According to BBall Index, Kennard earned an A- in all major playmaking categories except for High Value Passes Over Expectations (ability to generate high-value scoring opportunities for teammates relative to their passing aggressiveness and ball control) where he earned a B+ and  Passing Aggressiveness, where he earned a C+.

BBall Index actually ranks Kennard’s playmaking ability as his best attribute, even over his shooting.

Putting the ball in Luke’s hand not only shows the team’s trust in him but it also allows him to initiate the offense more often, both of which lead to a more aggressive version of Luke.

Kennard has the ball-handling skills and can comfortably navigate a pick and roll. His shooting ability could make him a deadly pick and roll partner, especially paired with someone like Christian Wood who also has the ability to pop out.

Kennard’s size, while average for a shooting guard, would be ideal for a point guard.  His assist and turnover numbers were actually slightly better than Bruce Brown’s, despite spending no time at the point guard position. Brown posted a 4.0 APG and 1.7 TOPG, while Kennard finished with a 4.1 and 1.5 before lockdown.

And they cover each other’s strengths and weaknesses very well. Kennard hasn’t been a strong defender, so far, during his time in the NBA but Bruce Brown is an absolute bulldog on the defensive end. On the flip side, Brown has struggled to become a go-to scorer but Kennard has a seemingly endless bag of tricks.

So, while adding a high-profile free agent is more exciting (I remember exactly where I was when I saw the Blake Griffin news break) I’d rather see the Pistons hand the keys to the offense to Brown and Kennard.

Developing young players and then adding high-profile players, like frosting on a well-baked cake, is a much more reliable strategy.

I mean, look at recent champions like the Toronto Raptors and Golden State Warriors. Each developed a core that raised the franchise from mediocre to relevant, which in turn allowed them to add free-agents that put the team over the edge, which eventually led to titles.

Following that model is the Pistons’ best chance to return to relevancy.

Don’t believe me? Here’s how Kennard and Brown’s past season compares to VanVleet’s season prior to his “leap”.

Let’s save $100 million and see what we have here in Detroit. The kids are gonna be alright.

#### SUPPLIED RECORDS
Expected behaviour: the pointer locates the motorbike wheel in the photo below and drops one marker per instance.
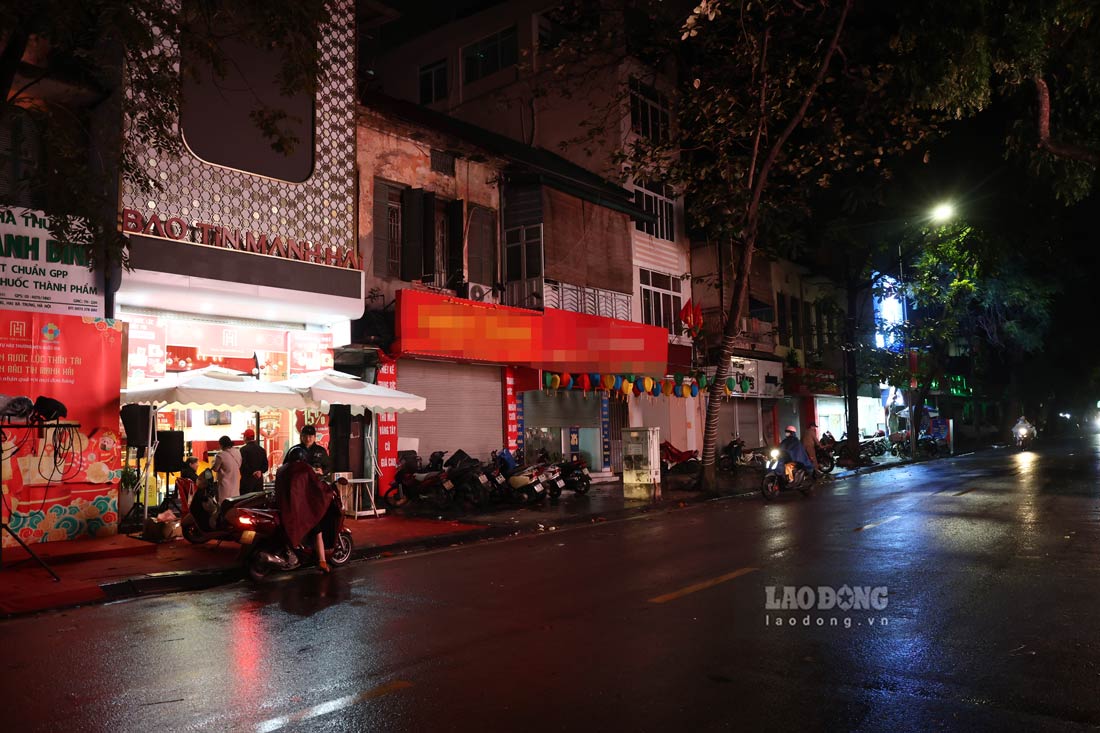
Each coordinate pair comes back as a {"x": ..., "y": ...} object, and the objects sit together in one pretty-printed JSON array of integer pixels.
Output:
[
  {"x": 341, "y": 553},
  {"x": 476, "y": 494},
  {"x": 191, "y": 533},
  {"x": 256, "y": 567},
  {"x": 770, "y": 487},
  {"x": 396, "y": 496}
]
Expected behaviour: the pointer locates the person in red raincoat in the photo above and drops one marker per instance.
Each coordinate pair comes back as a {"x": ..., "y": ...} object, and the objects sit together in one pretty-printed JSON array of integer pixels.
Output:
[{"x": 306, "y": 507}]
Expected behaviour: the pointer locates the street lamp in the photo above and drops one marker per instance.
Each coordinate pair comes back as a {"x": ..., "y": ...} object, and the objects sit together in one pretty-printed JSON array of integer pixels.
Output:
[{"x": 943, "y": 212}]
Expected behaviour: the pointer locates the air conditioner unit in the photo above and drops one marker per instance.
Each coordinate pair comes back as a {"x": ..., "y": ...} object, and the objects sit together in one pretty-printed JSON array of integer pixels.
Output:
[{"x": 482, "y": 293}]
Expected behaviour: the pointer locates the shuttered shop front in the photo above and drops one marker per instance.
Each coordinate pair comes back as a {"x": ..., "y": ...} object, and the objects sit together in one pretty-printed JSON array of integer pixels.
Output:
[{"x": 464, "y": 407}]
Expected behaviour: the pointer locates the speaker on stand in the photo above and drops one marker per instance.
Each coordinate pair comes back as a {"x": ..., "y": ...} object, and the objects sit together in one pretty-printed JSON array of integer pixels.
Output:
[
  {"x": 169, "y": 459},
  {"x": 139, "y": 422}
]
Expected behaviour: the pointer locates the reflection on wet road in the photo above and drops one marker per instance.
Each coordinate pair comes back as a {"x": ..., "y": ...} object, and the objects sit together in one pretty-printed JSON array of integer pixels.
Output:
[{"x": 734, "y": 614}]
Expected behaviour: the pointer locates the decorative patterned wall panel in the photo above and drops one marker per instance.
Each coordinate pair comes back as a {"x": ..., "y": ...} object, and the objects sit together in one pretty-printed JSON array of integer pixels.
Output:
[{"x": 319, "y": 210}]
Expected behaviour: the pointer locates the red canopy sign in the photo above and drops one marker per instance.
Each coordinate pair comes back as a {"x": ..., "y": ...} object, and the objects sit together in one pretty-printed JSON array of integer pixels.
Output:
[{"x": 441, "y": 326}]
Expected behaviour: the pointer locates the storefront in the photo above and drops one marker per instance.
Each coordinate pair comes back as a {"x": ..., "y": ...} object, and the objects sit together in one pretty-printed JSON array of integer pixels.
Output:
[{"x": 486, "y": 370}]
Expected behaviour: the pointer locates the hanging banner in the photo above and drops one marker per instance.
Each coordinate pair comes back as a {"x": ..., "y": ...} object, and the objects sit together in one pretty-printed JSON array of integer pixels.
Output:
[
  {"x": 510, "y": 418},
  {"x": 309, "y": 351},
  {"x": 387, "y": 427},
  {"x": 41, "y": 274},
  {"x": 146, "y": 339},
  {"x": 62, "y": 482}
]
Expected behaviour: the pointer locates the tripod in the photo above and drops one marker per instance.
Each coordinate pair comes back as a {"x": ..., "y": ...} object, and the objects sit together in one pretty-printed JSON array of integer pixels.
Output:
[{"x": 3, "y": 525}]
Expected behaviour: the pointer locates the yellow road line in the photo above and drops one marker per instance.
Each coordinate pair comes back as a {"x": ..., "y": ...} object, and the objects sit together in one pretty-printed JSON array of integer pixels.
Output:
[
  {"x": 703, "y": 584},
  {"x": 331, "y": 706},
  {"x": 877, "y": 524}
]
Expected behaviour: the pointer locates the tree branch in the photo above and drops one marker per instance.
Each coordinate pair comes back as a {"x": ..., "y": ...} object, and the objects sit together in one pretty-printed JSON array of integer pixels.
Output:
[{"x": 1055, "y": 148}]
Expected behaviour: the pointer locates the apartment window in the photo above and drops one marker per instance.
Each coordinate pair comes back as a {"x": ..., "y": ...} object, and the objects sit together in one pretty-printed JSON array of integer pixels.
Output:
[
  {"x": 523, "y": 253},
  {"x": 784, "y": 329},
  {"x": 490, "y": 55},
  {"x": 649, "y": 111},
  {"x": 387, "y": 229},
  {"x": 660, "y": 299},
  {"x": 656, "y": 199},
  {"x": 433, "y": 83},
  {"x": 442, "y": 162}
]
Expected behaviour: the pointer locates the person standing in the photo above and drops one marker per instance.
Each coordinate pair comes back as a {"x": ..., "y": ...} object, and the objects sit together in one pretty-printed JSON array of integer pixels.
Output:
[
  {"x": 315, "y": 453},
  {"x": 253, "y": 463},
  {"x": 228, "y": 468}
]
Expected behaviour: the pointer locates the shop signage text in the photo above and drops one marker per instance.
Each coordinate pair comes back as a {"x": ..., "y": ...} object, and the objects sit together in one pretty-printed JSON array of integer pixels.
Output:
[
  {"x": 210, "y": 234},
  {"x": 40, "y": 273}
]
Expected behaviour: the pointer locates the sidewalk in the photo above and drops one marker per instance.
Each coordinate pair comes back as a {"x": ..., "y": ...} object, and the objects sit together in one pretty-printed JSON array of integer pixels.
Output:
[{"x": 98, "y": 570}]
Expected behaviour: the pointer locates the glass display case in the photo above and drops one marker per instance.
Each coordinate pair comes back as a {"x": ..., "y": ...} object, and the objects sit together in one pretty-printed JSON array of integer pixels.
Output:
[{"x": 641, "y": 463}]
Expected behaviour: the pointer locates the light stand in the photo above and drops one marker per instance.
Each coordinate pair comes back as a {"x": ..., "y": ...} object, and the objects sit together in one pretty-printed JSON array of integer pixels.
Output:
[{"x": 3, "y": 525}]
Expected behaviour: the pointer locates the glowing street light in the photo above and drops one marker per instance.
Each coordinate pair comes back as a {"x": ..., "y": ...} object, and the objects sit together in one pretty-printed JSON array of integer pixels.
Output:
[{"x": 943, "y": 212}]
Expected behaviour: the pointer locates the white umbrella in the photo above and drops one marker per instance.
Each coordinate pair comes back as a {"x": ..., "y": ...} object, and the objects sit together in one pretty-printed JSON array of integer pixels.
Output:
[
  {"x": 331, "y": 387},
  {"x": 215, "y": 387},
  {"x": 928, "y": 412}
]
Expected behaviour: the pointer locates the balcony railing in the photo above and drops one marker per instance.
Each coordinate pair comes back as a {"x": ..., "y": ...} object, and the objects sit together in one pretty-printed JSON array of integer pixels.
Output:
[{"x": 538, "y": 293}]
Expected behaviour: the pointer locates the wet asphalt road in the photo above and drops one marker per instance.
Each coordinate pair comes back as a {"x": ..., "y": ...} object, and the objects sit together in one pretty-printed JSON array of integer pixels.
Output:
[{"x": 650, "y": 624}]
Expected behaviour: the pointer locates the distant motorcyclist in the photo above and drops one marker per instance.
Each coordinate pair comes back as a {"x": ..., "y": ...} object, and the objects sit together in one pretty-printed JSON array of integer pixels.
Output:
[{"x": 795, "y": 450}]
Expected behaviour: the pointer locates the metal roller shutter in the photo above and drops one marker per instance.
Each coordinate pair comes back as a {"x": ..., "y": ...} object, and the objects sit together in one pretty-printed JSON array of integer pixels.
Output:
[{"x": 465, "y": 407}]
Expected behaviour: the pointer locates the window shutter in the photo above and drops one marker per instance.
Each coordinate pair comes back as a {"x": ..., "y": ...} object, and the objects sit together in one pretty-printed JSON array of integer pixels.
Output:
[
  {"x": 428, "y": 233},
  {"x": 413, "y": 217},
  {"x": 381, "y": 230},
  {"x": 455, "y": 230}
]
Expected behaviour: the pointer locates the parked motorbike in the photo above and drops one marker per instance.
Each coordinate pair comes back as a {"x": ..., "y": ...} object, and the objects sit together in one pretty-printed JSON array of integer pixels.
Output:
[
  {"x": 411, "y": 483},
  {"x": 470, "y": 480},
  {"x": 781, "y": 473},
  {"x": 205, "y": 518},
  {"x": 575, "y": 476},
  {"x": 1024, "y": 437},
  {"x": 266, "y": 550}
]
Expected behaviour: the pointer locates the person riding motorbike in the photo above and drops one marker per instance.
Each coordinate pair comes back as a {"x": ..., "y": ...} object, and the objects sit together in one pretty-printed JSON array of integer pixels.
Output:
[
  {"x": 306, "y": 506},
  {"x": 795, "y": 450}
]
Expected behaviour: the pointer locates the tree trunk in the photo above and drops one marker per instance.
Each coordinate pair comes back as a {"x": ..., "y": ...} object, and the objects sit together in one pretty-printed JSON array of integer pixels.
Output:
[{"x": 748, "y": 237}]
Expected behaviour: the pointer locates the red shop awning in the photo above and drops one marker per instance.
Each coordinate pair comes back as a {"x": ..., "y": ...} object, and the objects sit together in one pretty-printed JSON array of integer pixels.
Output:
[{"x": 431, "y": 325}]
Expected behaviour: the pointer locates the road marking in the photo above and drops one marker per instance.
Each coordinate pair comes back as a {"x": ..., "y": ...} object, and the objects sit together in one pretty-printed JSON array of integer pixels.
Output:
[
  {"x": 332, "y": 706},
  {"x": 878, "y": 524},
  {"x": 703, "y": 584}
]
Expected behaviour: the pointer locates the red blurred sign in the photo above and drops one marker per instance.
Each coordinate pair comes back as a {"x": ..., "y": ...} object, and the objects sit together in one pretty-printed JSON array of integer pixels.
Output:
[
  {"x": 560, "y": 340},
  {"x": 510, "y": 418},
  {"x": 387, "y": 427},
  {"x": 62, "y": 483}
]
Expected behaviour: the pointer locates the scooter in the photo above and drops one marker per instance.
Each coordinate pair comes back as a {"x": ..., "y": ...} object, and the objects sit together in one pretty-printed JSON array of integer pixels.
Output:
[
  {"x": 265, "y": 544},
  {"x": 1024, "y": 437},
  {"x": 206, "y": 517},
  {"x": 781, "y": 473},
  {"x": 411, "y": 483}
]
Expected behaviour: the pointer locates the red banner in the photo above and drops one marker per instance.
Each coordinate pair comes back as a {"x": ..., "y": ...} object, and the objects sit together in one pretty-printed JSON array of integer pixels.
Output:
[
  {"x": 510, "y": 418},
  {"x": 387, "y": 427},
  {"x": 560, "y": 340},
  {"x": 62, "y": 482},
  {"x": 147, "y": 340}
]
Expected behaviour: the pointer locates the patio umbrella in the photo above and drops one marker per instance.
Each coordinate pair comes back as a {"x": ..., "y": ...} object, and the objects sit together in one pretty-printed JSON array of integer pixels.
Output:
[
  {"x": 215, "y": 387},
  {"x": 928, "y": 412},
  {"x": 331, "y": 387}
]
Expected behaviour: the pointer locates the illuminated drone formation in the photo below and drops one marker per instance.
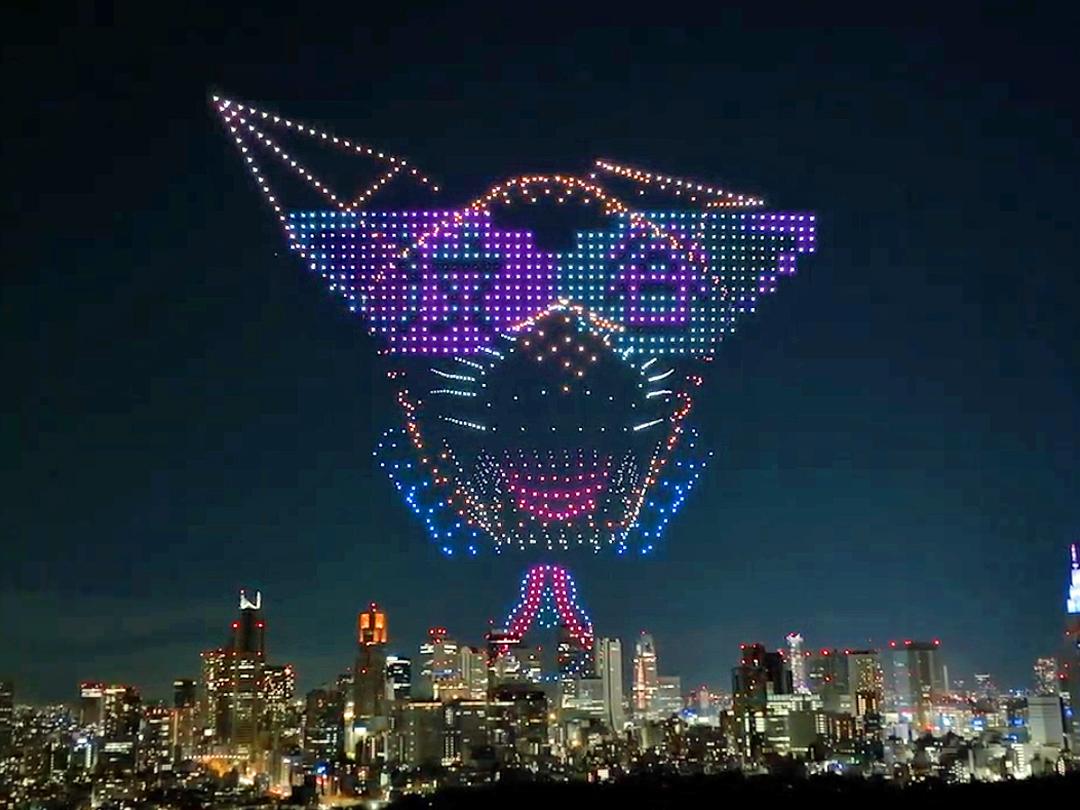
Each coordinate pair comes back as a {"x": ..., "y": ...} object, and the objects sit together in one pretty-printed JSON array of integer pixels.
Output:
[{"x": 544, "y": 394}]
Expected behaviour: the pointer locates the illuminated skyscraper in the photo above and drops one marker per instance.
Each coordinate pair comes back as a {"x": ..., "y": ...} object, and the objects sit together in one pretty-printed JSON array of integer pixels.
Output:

#### WORK REQUEST 1
In the Kennard passage, what grade did BBall Index give Kennard for Passing Aggressiveness?
#### WORK REQUEST 2
Rewrite the Kennard passage between "Putting the ball" and "to pop out.", inclusive, switching "pick and roll" to "screen and roll".

#### EXPECTED OUTPUT 1
A C+.

#### EXPECTED OUTPUT 2
Putting the ball in Luke’s hand not only shows the team’s trust in him but it also allows him to initiate the offense more often, both of which lead to a more aggressive version of Luke.

Kennard has the ball-handling skills and can comfortably navigate a screen and roll. His shooting ability could make him a deadly screen and roll partner, especially paired with someone like Christian Wood who also has the ability to pop out.